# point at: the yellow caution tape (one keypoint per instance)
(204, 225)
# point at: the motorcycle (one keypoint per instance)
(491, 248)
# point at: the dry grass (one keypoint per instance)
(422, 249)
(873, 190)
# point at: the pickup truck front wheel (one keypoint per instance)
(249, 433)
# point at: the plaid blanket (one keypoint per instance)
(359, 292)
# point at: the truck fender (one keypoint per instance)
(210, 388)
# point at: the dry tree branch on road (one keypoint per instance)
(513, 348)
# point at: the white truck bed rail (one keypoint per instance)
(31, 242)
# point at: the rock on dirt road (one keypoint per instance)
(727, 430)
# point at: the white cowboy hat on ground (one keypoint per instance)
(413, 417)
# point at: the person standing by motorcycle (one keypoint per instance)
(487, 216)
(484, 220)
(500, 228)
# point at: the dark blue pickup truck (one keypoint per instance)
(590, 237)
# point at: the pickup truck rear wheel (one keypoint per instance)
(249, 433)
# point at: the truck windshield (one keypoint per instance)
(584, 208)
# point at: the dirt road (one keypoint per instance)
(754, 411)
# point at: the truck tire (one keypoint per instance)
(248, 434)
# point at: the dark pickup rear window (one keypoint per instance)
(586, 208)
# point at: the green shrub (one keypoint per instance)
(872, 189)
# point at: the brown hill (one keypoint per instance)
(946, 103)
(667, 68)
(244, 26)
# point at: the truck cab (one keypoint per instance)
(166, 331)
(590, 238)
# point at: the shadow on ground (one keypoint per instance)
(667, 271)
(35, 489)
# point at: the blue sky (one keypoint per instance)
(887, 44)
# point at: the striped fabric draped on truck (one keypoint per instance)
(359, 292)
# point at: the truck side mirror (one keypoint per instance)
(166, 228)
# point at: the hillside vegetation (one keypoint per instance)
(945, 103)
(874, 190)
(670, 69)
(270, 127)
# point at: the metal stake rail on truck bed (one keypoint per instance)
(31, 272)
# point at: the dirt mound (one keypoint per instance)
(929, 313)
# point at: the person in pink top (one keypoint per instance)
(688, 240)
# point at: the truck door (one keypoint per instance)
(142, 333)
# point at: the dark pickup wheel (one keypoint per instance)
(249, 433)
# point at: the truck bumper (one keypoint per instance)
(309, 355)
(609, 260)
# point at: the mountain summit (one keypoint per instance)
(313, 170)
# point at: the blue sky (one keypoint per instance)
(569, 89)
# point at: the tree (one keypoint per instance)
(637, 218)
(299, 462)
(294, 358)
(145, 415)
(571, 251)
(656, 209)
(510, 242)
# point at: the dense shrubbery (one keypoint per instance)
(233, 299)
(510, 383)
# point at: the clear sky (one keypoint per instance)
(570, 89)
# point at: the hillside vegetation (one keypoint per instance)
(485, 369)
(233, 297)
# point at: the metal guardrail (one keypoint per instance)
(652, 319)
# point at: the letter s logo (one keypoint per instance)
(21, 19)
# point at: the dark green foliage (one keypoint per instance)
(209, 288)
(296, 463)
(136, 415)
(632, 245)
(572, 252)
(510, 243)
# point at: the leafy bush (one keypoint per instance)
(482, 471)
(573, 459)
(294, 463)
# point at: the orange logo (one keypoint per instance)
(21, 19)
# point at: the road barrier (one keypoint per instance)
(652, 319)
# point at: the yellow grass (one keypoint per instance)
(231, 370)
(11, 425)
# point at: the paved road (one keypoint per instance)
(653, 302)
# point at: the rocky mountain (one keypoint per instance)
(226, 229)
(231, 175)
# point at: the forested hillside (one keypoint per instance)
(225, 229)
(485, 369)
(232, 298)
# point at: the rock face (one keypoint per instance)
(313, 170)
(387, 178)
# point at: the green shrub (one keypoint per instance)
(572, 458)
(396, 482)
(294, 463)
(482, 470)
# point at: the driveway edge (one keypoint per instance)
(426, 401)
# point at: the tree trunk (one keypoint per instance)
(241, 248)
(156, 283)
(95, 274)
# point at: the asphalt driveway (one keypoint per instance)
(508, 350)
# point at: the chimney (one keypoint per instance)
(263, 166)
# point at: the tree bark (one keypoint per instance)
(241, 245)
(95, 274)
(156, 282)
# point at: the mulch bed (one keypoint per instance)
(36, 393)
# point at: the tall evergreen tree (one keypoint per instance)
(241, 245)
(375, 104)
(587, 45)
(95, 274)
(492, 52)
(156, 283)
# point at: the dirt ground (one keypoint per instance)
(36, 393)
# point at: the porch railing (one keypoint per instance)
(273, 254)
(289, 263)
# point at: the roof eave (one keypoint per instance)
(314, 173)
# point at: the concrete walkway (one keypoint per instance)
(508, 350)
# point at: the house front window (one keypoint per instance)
---------------
Task details
Your task is to quote the listing above word for word.

Answer box
# point at: the yellow caution tape (one keypoint per instance)
(204, 225)
# point at: the motorcycle (one keypoint per instance)
(491, 248)
# point at: the dry grass (one keypoint per instance)
(422, 249)
(873, 190)
# point at: the pickup truck front wheel (one keypoint per instance)
(249, 433)
# point at: the plaid blanket (one keypoint per instance)
(359, 292)
# point at: the truck fender (one keypoint per instance)
(210, 388)
# point at: the dry tree branch on road (one keypoint per instance)
(513, 348)
# point at: the white truck bed rail (one keypoint per instance)
(31, 242)
# point at: the rock on dirt road (one keypoint per instance)
(727, 430)
# point at: the white cowboy hat on ground (one keypoint per instance)
(413, 417)
# point at: the person standing by motorcycle (one keypoint per instance)
(487, 216)
(484, 220)
(500, 228)
# point at: the dark blue pickup truck (one keypoint per instance)
(590, 237)
# point at: the pickup truck rear wheel (one keypoint per instance)
(249, 433)
# point at: the truck windshield (one keypoint per instance)
(584, 208)
# point at: the dirt road (one keypoint per instance)
(754, 411)
# point at: the truck tire (one keypoint per instance)
(248, 434)
# point at: the dark pickup rear window (one keypoint per instance)
(586, 208)
# point at: the green shrub (one keypoint per instance)
(872, 189)
# point at: the brown hill (one keypoint per instance)
(946, 103)
(667, 68)
(244, 26)
# point at: the truck cab (one keypoint per instance)
(166, 331)
(590, 238)
# point at: the shadow on ground (one keypoint per instance)
(667, 271)
(35, 489)
# point at: the blue sky (one keypoint per instance)
(887, 44)
# point at: the striped fabric draped on truck (one keypoint per instance)
(359, 292)
# point at: the truck side mirror (one keypoint per instance)
(166, 228)
# point at: the hillside vegetation (one keypoint per instance)
(945, 103)
(874, 190)
(670, 69)
(270, 127)
# point at: the metal stake rail on truck bed (one keypoint per instance)
(31, 272)
# point at: the dirt mound (one keypoint per instance)
(929, 313)
# point at: the person in pink top (one keypoint per instance)
(688, 240)
# point at: the truck door (one keypoint per instance)
(142, 333)
# point at: the dark pickup wheel (one keypoint per instance)
(249, 433)
# point at: the truck bumper (one keypoint per instance)
(309, 355)
(609, 260)
# point at: the mountain summit (one keypoint per instance)
(313, 170)
# point at: the blue sky (one keypoint per instance)
(569, 89)
# point at: the tree (one keypoint per instance)
(637, 218)
(299, 462)
(294, 358)
(145, 415)
(571, 251)
(656, 209)
(510, 242)
# point at: the dense shrubbery (one keypoint per instance)
(233, 299)
(510, 383)
# point at: the clear sky (one keypoint per instance)
(570, 89)
# point at: the hillside vegetation (one keypoint per instance)
(485, 369)
(233, 297)
# point at: the metal guardrail (one keypoint per instance)
(652, 319)
# point at: the letter s logo (one keypoint per instance)
(21, 19)
# point at: the dark green foliage (one keypoint per instance)
(209, 288)
(296, 463)
(136, 415)
(632, 245)
(572, 252)
(510, 243)
# point at: the leafy bush (one keypoint per instance)
(482, 471)
(573, 459)
(294, 463)
# point at: the orange logo (one keypoint per instance)
(21, 19)
# point at: the road barrier (one keypoint per instance)
(652, 319)
# point at: the yellow grass (one keypoint per instance)
(231, 370)
(11, 425)
# point at: the paved road (one keypoint per instance)
(653, 302)
# point at: the rocky mountain (one keypoint per instance)
(226, 229)
(231, 175)
# point at: the forested hillside (one keypoint per instance)
(225, 229)
(485, 369)
(232, 298)
# point at: the rock face (one keypoint per instance)
(313, 170)
(387, 178)
# point at: the green shrub (one keypoint per instance)
(572, 458)
(396, 482)
(294, 463)
(482, 470)
# point at: the driveway edge (one keypoint per instance)
(426, 401)
# point at: the tree trunk (one keypoint per instance)
(241, 248)
(156, 283)
(95, 274)
# point at: the asphalt driveway (one keypoint per instance)
(508, 350)
# point at: the chimney (one keypoint per instance)
(263, 166)
# point at: the tree bark (one keypoint per instance)
(241, 245)
(95, 274)
(156, 282)
# point at: the mulch bed (one keypoint per instance)
(36, 393)
# point at: the tall evergreen tree (one keypoint per instance)
(241, 245)
(375, 104)
(587, 45)
(95, 274)
(492, 52)
(156, 283)
# point at: the dirt ground (one keypoint per instance)
(36, 393)
# point at: the porch railing (one keypoint per instance)
(273, 254)
(289, 263)
# point at: the roof eave (one keypoint per instance)
(314, 173)
# point at: the concrete walkway (one keypoint per instance)
(508, 350)
# point at: the house front window (one keypoint per instance)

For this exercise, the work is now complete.